RECORDS TO PROCESS:
════════════════

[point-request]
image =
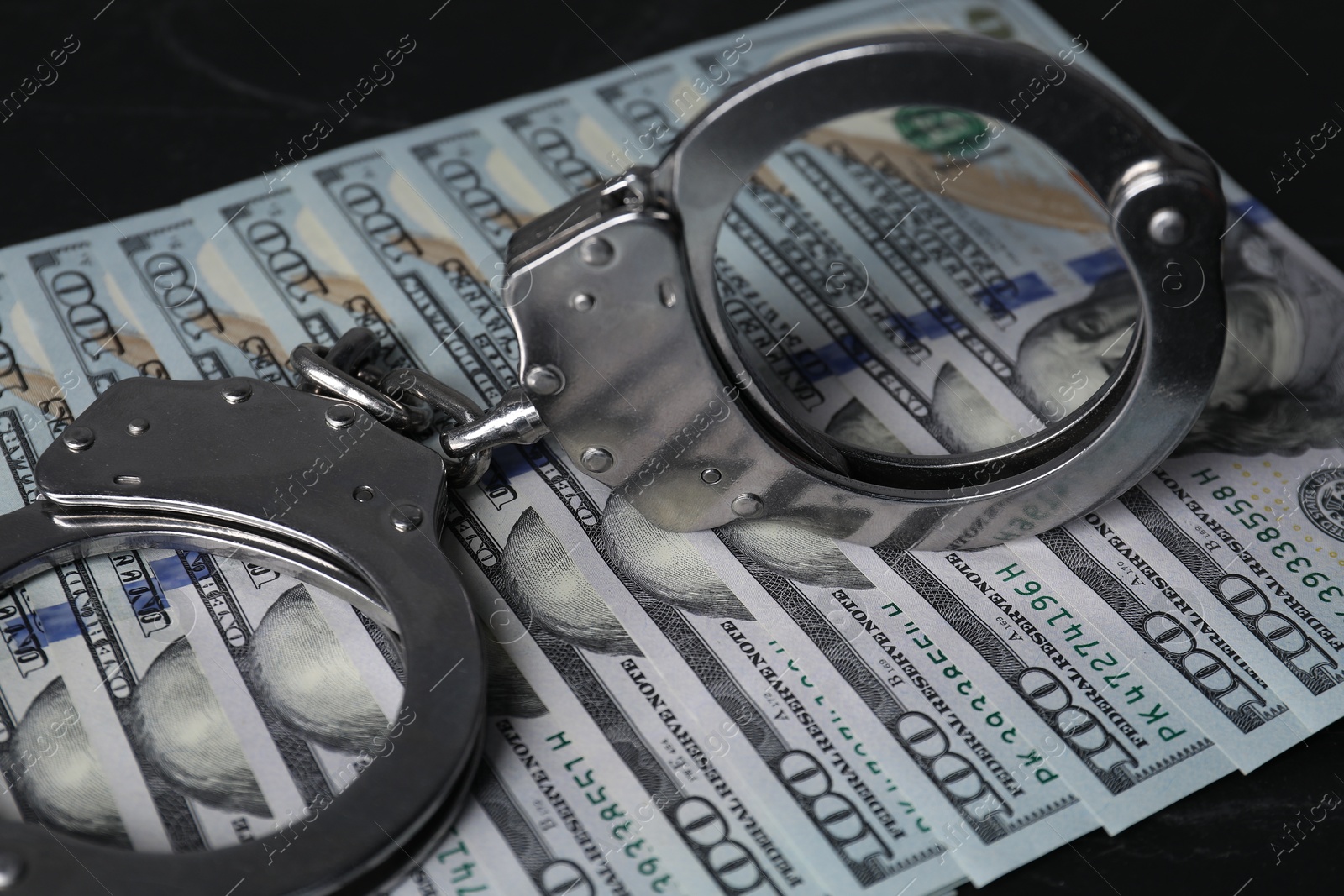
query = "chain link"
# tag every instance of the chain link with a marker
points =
(403, 399)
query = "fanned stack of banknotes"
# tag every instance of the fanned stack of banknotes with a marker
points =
(754, 710)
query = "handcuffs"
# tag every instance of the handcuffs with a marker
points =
(622, 349)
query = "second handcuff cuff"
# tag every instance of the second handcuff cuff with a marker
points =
(629, 362)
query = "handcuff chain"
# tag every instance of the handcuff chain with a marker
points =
(407, 401)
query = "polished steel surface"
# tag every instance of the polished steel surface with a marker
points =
(269, 479)
(663, 385)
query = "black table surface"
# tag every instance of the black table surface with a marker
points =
(168, 98)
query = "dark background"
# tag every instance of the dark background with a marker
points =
(165, 100)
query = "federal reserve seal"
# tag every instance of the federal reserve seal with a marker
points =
(1321, 497)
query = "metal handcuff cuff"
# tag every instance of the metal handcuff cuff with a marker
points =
(624, 356)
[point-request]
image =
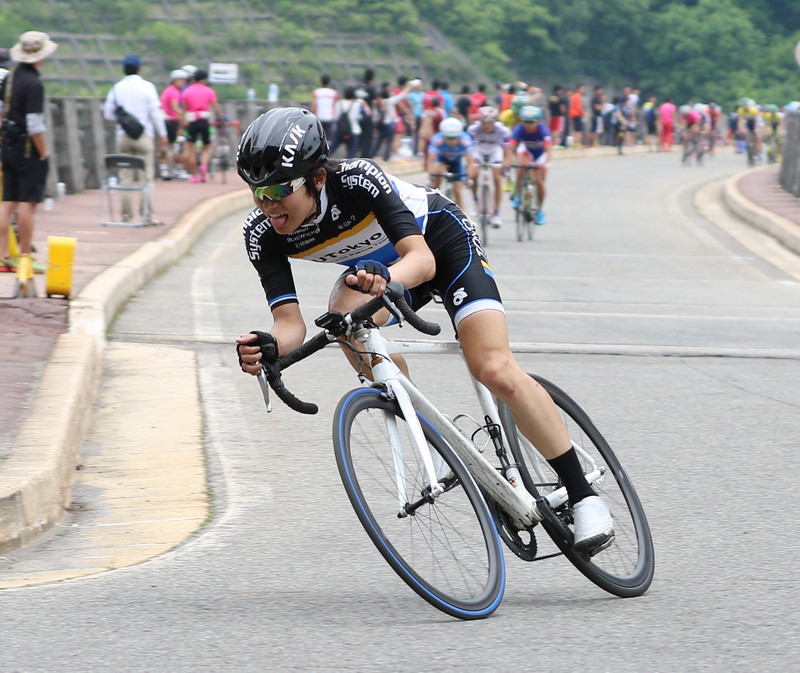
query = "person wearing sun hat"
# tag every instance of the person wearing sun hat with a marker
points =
(25, 156)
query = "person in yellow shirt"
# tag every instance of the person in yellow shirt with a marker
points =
(772, 118)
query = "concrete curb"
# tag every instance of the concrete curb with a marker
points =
(36, 481)
(781, 229)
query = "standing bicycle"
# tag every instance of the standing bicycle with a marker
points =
(491, 152)
(380, 228)
(532, 145)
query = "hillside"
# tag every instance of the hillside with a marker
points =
(289, 43)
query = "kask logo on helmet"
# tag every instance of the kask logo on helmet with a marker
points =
(289, 149)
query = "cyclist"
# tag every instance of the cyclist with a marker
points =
(380, 228)
(510, 117)
(748, 121)
(491, 147)
(448, 151)
(531, 142)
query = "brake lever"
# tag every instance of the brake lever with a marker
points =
(262, 381)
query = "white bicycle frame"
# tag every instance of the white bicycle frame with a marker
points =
(486, 178)
(509, 491)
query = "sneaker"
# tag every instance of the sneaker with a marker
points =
(594, 526)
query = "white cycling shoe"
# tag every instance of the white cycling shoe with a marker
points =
(594, 526)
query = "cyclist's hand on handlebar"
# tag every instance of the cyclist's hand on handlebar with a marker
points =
(370, 277)
(252, 347)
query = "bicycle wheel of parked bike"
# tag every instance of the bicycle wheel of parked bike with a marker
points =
(626, 567)
(446, 548)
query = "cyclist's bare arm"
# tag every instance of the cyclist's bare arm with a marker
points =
(289, 330)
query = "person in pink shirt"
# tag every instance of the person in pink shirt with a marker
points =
(198, 102)
(171, 106)
(666, 117)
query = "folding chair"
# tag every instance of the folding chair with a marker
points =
(134, 181)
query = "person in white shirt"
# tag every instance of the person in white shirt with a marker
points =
(139, 98)
(323, 104)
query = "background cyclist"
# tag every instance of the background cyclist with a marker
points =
(532, 144)
(748, 121)
(450, 151)
(378, 228)
(491, 147)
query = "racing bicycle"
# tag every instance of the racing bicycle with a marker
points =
(438, 495)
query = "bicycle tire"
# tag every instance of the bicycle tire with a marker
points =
(448, 551)
(624, 569)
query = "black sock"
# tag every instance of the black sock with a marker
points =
(569, 470)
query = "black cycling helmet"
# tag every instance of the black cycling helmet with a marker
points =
(281, 145)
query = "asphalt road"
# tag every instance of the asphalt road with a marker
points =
(679, 341)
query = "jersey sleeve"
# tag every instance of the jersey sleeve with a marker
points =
(366, 180)
(272, 265)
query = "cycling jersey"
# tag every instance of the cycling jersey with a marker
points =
(534, 142)
(363, 213)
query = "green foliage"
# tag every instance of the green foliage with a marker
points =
(700, 49)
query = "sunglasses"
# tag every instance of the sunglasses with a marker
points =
(279, 191)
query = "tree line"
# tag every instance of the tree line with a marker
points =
(706, 50)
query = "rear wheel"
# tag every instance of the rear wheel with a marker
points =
(625, 568)
(444, 547)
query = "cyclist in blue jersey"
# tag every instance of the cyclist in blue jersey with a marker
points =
(491, 147)
(531, 142)
(450, 151)
(381, 228)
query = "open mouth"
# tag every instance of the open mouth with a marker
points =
(279, 221)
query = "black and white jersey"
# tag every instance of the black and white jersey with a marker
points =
(364, 212)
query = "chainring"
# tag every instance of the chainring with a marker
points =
(514, 539)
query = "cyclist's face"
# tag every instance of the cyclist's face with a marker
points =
(289, 213)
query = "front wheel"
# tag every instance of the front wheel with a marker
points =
(624, 569)
(444, 547)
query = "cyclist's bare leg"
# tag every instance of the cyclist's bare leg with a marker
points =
(497, 175)
(436, 180)
(539, 174)
(458, 190)
(484, 342)
(472, 178)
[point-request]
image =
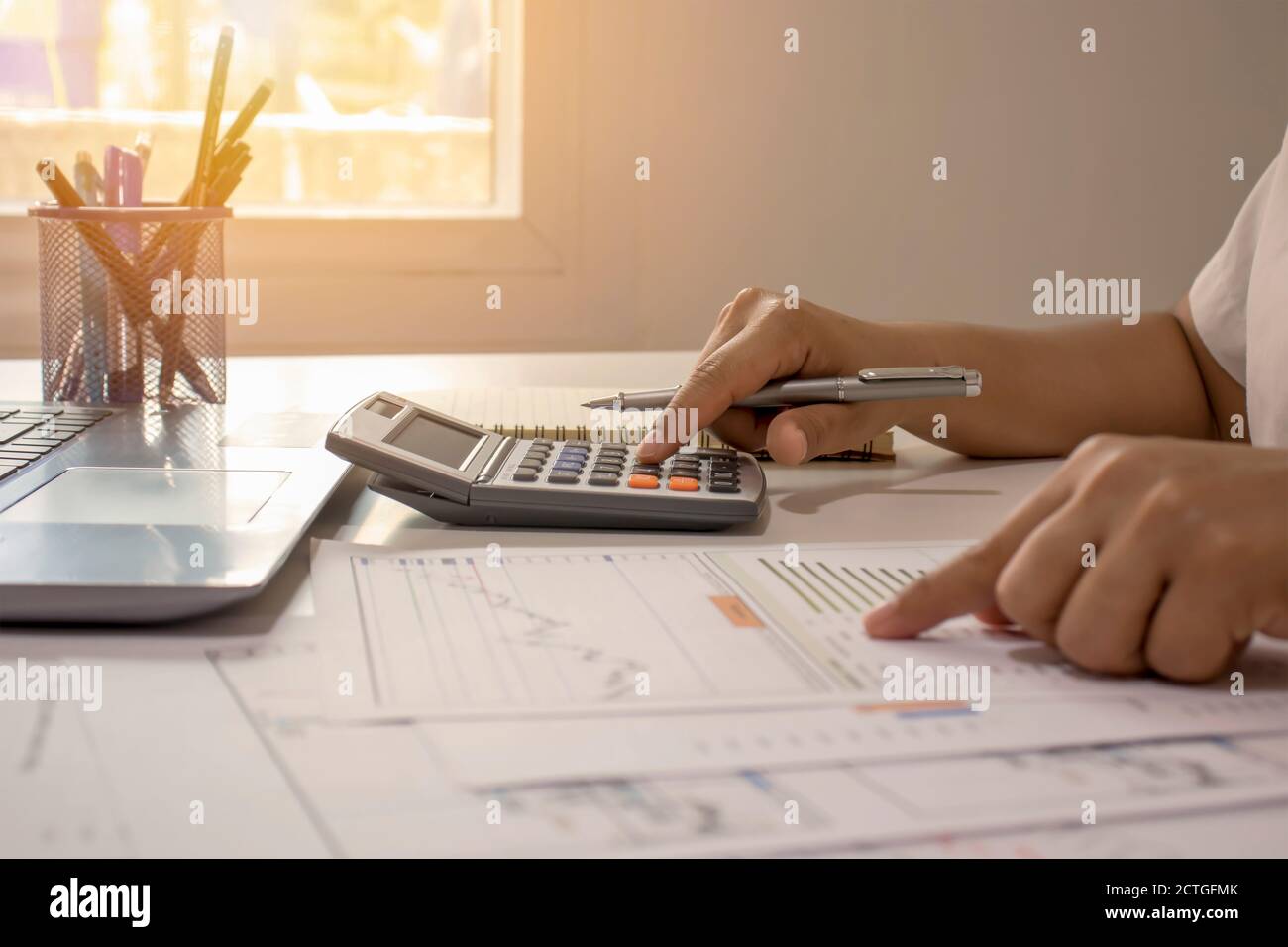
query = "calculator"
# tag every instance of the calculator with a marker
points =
(459, 474)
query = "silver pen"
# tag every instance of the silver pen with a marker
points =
(870, 384)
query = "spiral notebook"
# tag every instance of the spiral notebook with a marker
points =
(557, 412)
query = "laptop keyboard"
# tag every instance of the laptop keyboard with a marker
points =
(27, 433)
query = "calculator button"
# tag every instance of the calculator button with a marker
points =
(712, 453)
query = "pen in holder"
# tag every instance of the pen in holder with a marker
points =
(137, 318)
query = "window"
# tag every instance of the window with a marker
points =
(381, 107)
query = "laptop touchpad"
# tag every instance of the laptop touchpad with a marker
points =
(153, 496)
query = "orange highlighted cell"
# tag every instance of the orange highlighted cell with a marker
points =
(735, 611)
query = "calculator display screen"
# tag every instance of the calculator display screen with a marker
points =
(437, 441)
(385, 408)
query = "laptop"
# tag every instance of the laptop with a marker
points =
(137, 514)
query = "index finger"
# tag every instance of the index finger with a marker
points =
(738, 368)
(966, 583)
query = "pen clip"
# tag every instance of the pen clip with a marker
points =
(932, 371)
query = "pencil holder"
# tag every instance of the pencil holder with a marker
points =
(133, 303)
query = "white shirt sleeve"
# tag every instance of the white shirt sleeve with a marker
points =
(1219, 298)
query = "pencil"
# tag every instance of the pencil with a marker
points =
(214, 107)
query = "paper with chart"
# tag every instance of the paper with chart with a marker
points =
(526, 630)
(235, 727)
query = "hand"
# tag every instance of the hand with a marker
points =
(756, 341)
(1190, 544)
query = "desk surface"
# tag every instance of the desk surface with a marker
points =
(927, 493)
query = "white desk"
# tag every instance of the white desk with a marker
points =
(927, 493)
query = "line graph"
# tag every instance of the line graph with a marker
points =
(559, 629)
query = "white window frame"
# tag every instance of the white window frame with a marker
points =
(314, 268)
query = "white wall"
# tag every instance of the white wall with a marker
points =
(814, 169)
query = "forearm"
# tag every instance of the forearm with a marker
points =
(1047, 389)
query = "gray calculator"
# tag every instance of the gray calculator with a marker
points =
(458, 474)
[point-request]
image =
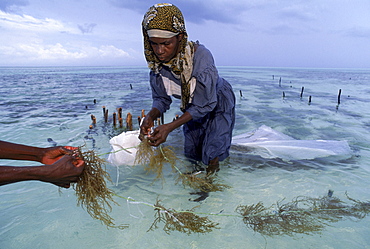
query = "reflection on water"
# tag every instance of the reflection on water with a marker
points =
(39, 104)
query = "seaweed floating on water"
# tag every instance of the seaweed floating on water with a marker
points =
(202, 182)
(303, 215)
(153, 160)
(183, 221)
(92, 191)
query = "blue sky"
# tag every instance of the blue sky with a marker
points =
(260, 33)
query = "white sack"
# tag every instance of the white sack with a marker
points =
(124, 148)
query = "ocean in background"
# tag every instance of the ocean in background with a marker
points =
(41, 106)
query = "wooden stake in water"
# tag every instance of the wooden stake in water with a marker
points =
(93, 119)
(340, 92)
(114, 118)
(119, 110)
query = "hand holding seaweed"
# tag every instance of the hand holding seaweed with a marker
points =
(92, 191)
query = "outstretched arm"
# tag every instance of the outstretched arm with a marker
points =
(60, 167)
(61, 173)
(30, 153)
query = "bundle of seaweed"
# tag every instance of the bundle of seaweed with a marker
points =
(302, 215)
(92, 191)
(153, 160)
(183, 221)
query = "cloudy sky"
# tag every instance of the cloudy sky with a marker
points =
(261, 33)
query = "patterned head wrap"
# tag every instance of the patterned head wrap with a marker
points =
(168, 17)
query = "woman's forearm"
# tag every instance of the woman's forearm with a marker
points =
(9, 174)
(20, 152)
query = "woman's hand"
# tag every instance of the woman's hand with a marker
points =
(159, 135)
(53, 154)
(64, 171)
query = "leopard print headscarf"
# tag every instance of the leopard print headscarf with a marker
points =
(165, 16)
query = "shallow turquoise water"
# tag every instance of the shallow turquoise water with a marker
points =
(41, 103)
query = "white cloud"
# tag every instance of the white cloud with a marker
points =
(28, 23)
(38, 54)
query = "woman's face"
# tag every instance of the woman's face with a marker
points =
(165, 48)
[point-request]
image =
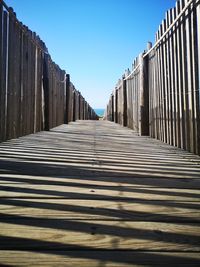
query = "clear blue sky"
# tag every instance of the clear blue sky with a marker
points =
(93, 40)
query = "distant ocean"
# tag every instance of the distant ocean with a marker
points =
(99, 111)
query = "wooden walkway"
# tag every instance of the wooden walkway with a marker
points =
(93, 193)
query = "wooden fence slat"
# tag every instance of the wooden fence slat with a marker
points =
(198, 75)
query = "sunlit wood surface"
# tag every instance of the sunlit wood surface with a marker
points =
(93, 193)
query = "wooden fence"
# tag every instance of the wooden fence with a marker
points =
(35, 94)
(160, 97)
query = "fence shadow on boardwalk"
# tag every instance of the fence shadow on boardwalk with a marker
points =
(65, 194)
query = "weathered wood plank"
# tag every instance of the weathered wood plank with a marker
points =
(24, 232)
(85, 258)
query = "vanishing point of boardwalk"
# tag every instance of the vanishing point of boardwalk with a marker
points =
(93, 193)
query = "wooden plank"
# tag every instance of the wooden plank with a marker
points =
(59, 234)
(79, 209)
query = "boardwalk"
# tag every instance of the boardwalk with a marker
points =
(93, 193)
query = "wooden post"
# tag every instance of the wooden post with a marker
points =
(198, 80)
(67, 104)
(46, 92)
(124, 106)
(143, 97)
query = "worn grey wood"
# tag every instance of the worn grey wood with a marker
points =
(94, 193)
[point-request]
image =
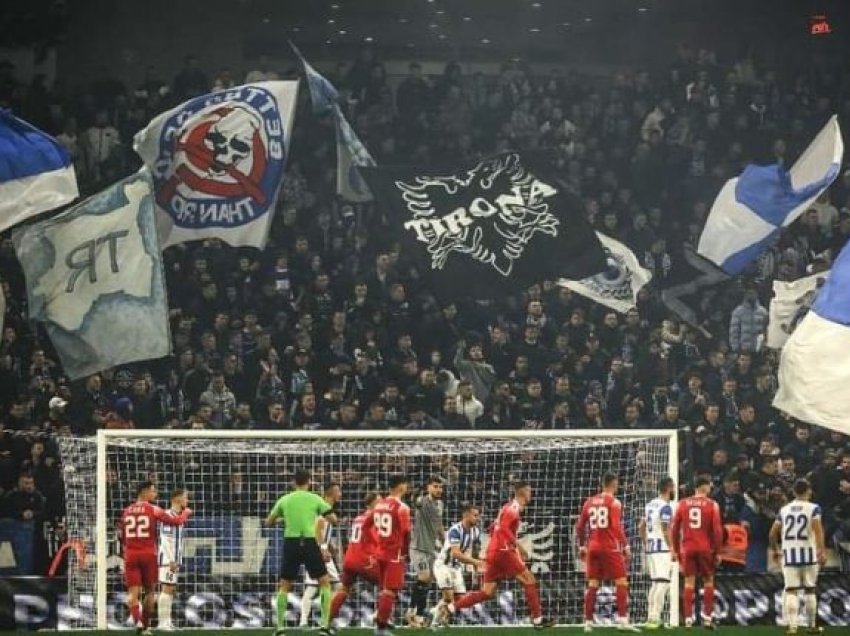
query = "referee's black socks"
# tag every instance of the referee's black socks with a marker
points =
(419, 599)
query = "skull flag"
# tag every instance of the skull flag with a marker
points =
(217, 163)
(493, 228)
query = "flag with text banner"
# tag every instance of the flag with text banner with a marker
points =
(488, 228)
(95, 279)
(218, 161)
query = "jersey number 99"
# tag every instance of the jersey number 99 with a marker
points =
(384, 524)
(598, 517)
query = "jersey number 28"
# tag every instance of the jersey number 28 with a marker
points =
(598, 517)
(137, 527)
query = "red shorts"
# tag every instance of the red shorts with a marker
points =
(697, 563)
(391, 574)
(503, 565)
(359, 567)
(141, 569)
(605, 565)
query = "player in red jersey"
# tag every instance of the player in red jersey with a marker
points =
(504, 561)
(697, 534)
(604, 548)
(391, 521)
(360, 561)
(138, 530)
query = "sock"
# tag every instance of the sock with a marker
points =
(386, 600)
(791, 606)
(653, 614)
(688, 604)
(708, 601)
(325, 604)
(532, 597)
(164, 608)
(419, 598)
(812, 608)
(623, 601)
(468, 600)
(589, 603)
(280, 609)
(136, 613)
(336, 603)
(663, 590)
(307, 604)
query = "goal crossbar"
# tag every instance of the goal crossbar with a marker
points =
(107, 436)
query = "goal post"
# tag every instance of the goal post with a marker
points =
(229, 574)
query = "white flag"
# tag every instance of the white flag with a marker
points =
(218, 161)
(617, 286)
(751, 209)
(814, 370)
(94, 277)
(351, 155)
(789, 305)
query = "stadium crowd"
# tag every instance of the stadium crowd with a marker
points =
(332, 328)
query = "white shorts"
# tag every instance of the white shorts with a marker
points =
(166, 576)
(659, 566)
(421, 561)
(800, 576)
(449, 578)
(333, 573)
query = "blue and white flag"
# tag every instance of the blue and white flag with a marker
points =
(751, 209)
(814, 371)
(36, 173)
(95, 278)
(323, 94)
(618, 286)
(218, 161)
(789, 305)
(351, 155)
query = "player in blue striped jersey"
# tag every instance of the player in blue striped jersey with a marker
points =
(170, 557)
(799, 528)
(332, 494)
(654, 530)
(462, 539)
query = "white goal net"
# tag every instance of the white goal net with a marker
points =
(230, 564)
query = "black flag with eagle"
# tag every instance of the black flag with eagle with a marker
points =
(492, 228)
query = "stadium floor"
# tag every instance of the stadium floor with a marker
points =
(731, 630)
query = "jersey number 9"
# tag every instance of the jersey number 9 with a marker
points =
(137, 527)
(598, 517)
(384, 524)
(356, 533)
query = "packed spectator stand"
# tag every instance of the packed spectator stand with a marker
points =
(330, 327)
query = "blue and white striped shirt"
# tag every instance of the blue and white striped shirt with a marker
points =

════════════════

WORK REQUIRED: Give only the number of lines in the material above that contain the string "racing", counting case-sensitively.

CORRECT RESULT: 2